WRITTEN PROBLEM ::
In the link-building text, copy out everything from "Here’s a shocker: You" down to "without being sales-pitchy.", changing "social networks" to "social media".

EXCERPT ::
* * * * * * *
If you’ve heard me talk, you know that I’m ridiculously passionate about link building that, ahem, works.

I mean, getting a couple links out of a campaign is nice. After all, a link is a link. But if you’ve done all the work to find 100 “webmasters,” researched their background and contact info, sent each of them the best link request email you could muster, then a follow up, then another follow up… that’s a lot of work. Are you happy if you walk away with only 3 links?

If so, congrats! Well done. After all, three links is way better than zero links.

But, I’d rather have 50 links. Maybe even 100. If we’re going to do this, let’s do it right!

Tip #1: Mass Emailing — Just Stop It

What? No more batch-and-blast your way to success? Believe it or not, the “Hey, we’ve never met, but would you link to me?” approach still happens… a lot.

Still batch-and-blast link building?

Image courtesy of SEOperks

If you’re happy with a 3% (or less) success rate, then be my guest. Batch those link-begging emails and blast away, baby.

Tip #2: Make Sure They Know You Before You Ask For A Link

Here’s a shocker: You can actually connect with a potential link partner… before asking for a link. (Pause for emphasis.)

No, really — it’s easier than you think. Follow link partners on social networks; send them a meaningful question about an important topic; comment on their blog. Do something — anything — to initiate contact without being sales-pitchy.

If you like killing two birds with one stone, check this out: try asking a link partner about a blog post idea. Let’s say there’s a big convention coming up in your industry. Why not get their thoughts on it?
* * * * * * *
Records from a dataset
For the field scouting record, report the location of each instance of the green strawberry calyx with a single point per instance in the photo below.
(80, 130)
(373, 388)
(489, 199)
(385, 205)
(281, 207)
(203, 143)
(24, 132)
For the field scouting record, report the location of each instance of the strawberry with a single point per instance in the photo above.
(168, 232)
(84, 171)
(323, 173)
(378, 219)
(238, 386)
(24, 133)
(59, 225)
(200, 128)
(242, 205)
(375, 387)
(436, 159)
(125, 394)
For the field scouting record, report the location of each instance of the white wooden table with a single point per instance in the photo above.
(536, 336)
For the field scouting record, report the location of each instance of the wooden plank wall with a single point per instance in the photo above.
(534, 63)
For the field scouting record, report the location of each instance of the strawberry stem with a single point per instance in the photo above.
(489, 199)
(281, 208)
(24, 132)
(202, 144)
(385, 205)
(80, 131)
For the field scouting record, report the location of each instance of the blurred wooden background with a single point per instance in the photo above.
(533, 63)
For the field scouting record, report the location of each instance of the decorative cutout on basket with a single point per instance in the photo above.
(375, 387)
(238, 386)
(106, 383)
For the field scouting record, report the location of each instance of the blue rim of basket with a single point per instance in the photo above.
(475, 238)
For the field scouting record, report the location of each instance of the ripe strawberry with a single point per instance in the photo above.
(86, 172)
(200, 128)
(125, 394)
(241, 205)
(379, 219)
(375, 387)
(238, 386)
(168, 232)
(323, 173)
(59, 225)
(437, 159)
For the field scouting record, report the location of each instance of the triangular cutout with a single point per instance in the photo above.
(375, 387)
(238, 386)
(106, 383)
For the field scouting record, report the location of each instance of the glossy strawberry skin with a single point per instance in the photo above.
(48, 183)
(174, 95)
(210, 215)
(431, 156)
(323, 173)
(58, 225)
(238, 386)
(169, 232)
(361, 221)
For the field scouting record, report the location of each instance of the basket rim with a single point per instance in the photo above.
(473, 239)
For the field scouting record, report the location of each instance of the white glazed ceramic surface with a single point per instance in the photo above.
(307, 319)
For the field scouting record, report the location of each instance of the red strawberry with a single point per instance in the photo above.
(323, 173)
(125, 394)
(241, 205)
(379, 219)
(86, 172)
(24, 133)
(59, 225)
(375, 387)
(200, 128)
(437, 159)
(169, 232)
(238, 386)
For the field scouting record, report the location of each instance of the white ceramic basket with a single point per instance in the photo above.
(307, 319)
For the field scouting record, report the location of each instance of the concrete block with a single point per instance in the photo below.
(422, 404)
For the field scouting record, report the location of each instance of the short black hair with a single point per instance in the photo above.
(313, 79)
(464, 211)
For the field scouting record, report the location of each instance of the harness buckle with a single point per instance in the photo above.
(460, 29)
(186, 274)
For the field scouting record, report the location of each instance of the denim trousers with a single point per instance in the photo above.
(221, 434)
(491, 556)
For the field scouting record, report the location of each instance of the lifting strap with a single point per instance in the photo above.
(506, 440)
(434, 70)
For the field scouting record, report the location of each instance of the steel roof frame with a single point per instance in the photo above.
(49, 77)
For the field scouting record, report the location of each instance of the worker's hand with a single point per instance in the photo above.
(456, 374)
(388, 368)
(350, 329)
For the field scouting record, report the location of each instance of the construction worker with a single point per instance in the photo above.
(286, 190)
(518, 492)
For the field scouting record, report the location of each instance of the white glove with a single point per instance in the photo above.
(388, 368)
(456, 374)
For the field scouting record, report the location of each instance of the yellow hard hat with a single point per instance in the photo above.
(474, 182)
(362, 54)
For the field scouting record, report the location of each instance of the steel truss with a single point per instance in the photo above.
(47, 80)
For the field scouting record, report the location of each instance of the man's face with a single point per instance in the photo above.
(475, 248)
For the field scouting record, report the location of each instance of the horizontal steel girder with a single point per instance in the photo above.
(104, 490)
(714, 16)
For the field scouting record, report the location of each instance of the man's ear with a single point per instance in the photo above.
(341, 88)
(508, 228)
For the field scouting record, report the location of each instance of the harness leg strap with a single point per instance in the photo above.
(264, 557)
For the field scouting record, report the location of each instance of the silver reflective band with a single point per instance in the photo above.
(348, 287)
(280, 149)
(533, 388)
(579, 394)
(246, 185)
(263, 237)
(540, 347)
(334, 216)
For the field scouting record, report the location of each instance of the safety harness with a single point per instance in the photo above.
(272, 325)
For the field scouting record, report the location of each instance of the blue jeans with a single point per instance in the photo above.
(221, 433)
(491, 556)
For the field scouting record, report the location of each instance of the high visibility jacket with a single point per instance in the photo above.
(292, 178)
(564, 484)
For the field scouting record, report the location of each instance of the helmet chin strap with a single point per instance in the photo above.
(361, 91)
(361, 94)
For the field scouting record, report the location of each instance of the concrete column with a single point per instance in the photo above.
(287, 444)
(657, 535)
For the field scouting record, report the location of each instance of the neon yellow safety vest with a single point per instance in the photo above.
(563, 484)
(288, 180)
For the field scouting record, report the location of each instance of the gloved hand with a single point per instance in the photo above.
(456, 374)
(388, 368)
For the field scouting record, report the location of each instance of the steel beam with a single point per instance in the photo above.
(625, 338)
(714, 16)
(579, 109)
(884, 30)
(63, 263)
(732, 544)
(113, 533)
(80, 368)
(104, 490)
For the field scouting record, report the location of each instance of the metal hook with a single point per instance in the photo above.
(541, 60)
* * * * * * *
OUTPUT OF THE TASK ::
Here’s a shocker: You can actually connect with a potential link partner… before asking for a link. (Pause for emphasis.)

No, really — it’s easier than you think. Follow link partners on social media; send them a meaningful question about an important topic; comment on their blog. Do something — anything — to initiate contact without being sales-pitchy.